BatchIcoxxlistFeaturizer#

class lobsterpy.featurize.batch.BatchIcoxxlistFeaturizer(path_to_lobster_calcs, normalization='formula_units', bin_width=0.02, bwdf_df_type='stats', sorted_dists_mode='negative', interactions_tol=0.001, max_length=6.0, min_length=0.0, read_icobis=False, read_icoops=False, n_jobs=4)[source]#

Bases: object

BatchFeaturizer to generate BWDF-derived features from ICOXXLIST.lobster data.

Parameters:
  • path_to_lobster_calcs (str | Path) – path to root directory consisting of all lobster calc

  • max_length (float) – maximum bond length for BWDF computation

  • min_length (float) – minimum bond length for BWDF computation

  • normalization (Literal['formula_units', 'area', 'counts', 'none']) – normalization strategy for BWDF

  • bin_width (float) – bin width for BWDF

  • bwdf_df_type (Literal['binned', 'stats', 'sorted_bwdf', 'sorted_dists']) –

    Type of BWDF dataframe to generate

    • ”binned”: Binned BWDF function.

    • ”stats”: Statistical features of BWDF function.

    • ”sorted_bwdf”: BWDF values sorted by distances, ascending.

    • ”sorted_dists”: Distances sorted by BWDF values (either only positive or negative), sorted descending by absolute values.

Do this: Write the next part of the BatchIcoxxlistFeaturizer documentation, starting right after its last line.

Data lines:
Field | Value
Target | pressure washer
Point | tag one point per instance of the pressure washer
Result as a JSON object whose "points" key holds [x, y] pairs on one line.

Response for this exercise:
  • sorted_dists_mode (Literal['positive', 'negative']) – only applies if bwdf_df_type==”sorted_dists”. Corresponds to param “mode” of get_sorted_dist_df, defines whether BWDF values above or below zero are considered for distance featurization.

  • n_jobs – number of parallel processes to run

  • interactions_tol (float)

  • read_icobis (bool)

  • read_icoops (bool)

Read_icobis:

bool to state to read ICOBILIST.lobster from the path

Read_icoops:

bool to state to read ICOOPLIST.lobster from the path

get_df()[source]#

Generate a pandas dataframe with BWDF for all calcs.

Returns:

A pandas dataframe with BWDF features as columns. The features can be either binned, sorted or statistical. Depends on the “bwdf_df_type” parameter set when the class is initialized.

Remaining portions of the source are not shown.